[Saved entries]

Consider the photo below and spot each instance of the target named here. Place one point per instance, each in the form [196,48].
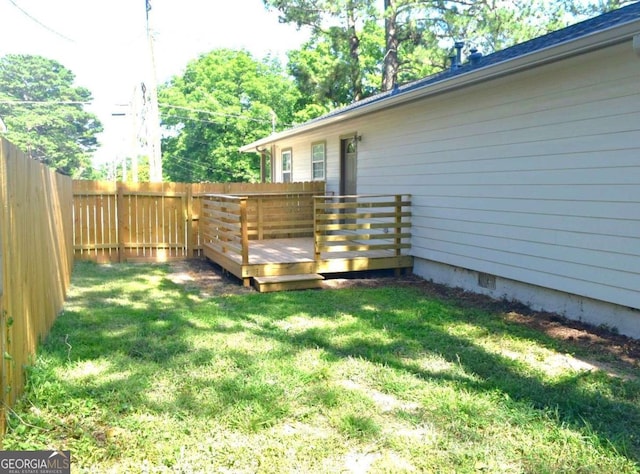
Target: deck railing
[225,225]
[341,226]
[366,224]
[230,222]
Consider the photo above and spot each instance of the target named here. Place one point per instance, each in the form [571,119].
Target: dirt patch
[210,281]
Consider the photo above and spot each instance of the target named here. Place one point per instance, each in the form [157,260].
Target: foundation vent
[485,280]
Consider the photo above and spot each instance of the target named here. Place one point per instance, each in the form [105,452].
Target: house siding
[533,177]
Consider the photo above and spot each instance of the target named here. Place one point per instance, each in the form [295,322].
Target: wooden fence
[36,259]
[156,221]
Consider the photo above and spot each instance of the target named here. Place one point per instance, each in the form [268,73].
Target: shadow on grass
[575,400]
[140,332]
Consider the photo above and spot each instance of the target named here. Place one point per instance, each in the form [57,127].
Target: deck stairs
[303,281]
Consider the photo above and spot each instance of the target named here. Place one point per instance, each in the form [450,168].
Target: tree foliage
[223,100]
[353,41]
[44,113]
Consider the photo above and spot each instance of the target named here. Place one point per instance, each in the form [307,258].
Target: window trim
[324,160]
[283,152]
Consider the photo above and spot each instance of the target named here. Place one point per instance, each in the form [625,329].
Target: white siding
[533,177]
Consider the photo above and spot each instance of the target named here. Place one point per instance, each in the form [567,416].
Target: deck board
[295,250]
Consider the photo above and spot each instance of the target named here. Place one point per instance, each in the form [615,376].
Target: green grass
[139,375]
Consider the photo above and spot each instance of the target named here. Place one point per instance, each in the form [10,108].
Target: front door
[348,166]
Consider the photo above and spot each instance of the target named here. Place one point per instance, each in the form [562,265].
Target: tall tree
[337,27]
[44,113]
[224,100]
[417,35]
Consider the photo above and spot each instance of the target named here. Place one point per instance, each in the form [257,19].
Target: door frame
[343,141]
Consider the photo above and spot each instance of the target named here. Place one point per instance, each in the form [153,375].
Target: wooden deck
[322,234]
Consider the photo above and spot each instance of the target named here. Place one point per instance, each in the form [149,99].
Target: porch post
[316,230]
[244,236]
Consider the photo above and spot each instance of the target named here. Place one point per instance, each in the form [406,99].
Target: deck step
[288,282]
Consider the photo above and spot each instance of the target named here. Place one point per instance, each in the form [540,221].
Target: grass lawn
[142,375]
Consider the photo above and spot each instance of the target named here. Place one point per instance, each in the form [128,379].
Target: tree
[44,113]
[338,28]
[224,100]
[416,36]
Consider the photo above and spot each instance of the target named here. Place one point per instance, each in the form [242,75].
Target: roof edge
[575,47]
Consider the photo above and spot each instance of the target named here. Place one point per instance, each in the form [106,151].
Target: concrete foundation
[618,318]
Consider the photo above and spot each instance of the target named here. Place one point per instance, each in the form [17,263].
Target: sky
[104,44]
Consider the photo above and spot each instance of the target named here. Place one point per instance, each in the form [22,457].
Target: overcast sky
[104,43]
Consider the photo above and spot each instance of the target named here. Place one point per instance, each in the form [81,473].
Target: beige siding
[533,177]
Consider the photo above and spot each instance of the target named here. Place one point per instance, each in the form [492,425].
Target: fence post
[244,236]
[120,220]
[189,220]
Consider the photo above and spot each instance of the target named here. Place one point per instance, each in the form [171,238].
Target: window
[286,166]
[317,161]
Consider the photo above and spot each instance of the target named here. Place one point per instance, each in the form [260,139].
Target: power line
[220,114]
[31,17]
[44,102]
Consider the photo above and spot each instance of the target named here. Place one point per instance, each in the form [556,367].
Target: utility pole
[151,114]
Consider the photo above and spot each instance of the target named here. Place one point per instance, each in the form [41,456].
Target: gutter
[592,42]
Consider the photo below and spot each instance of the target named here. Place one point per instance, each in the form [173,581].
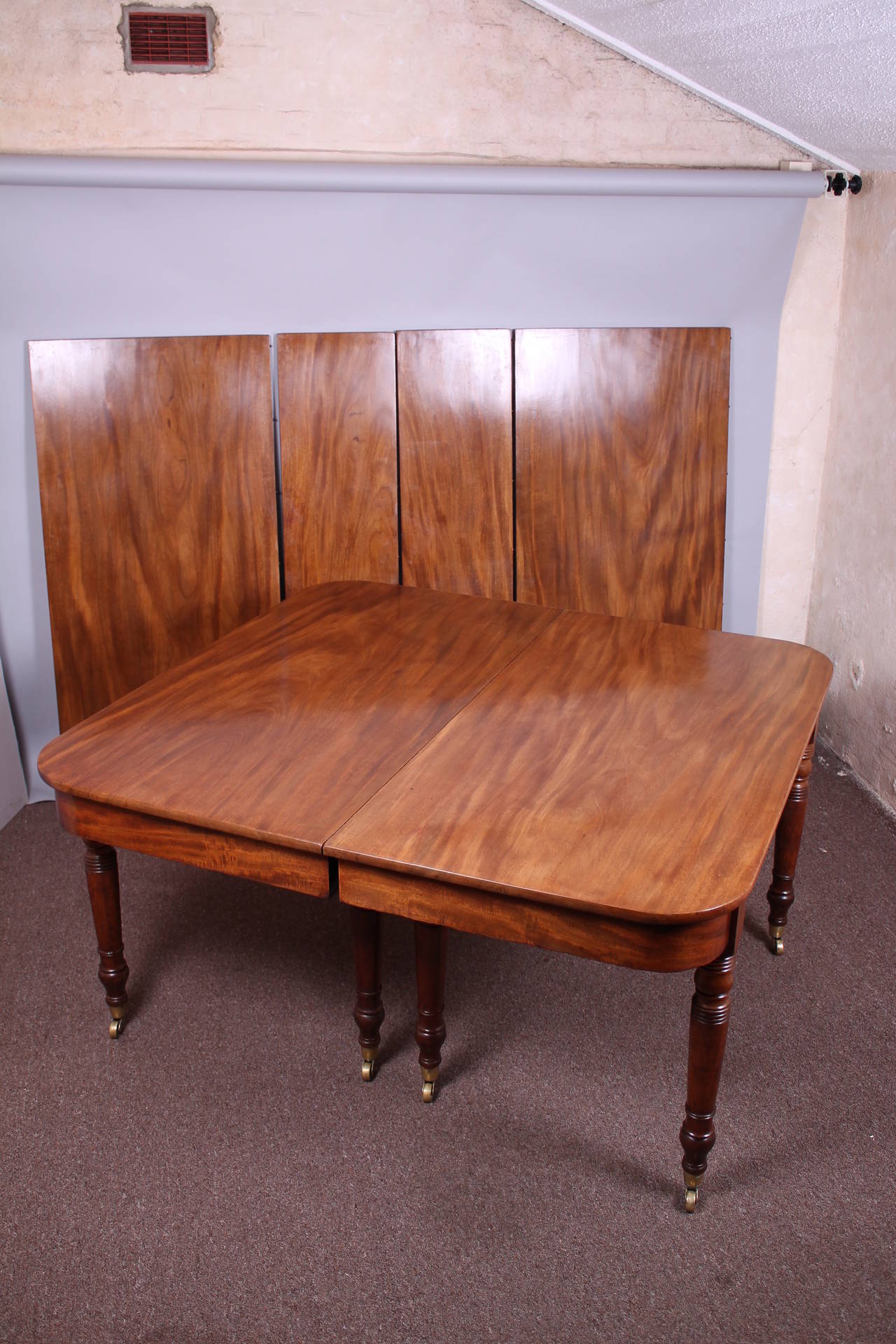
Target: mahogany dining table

- _Task objective_: Edit the entries starting at the line containing "the form [260,139]." and ending at the last entry, replacing "utility pole" with "telephone pole" and keeping everything else the same. Leave the pictures out of your output.

- _Full output_:
Consider the photo above and spot each instance of the target named here. Place one point per instance, each in the form [260,139].
Target: power line
[220,114]
[31,17]
[44,102]
Consider the photo above and spot each instance of the target named here. Place one point per instance, each in the form [556,367].
Target: telephone pole
[151,114]
Consider the photo above and spot each instance of the target named here. Place one point per instance, each in the form [41,456].
Target: gutter
[592,42]
Consider the photo below and spot each instance of the target named here. Place one point per instance, each in the form [173,581].
Target: mahogany dining table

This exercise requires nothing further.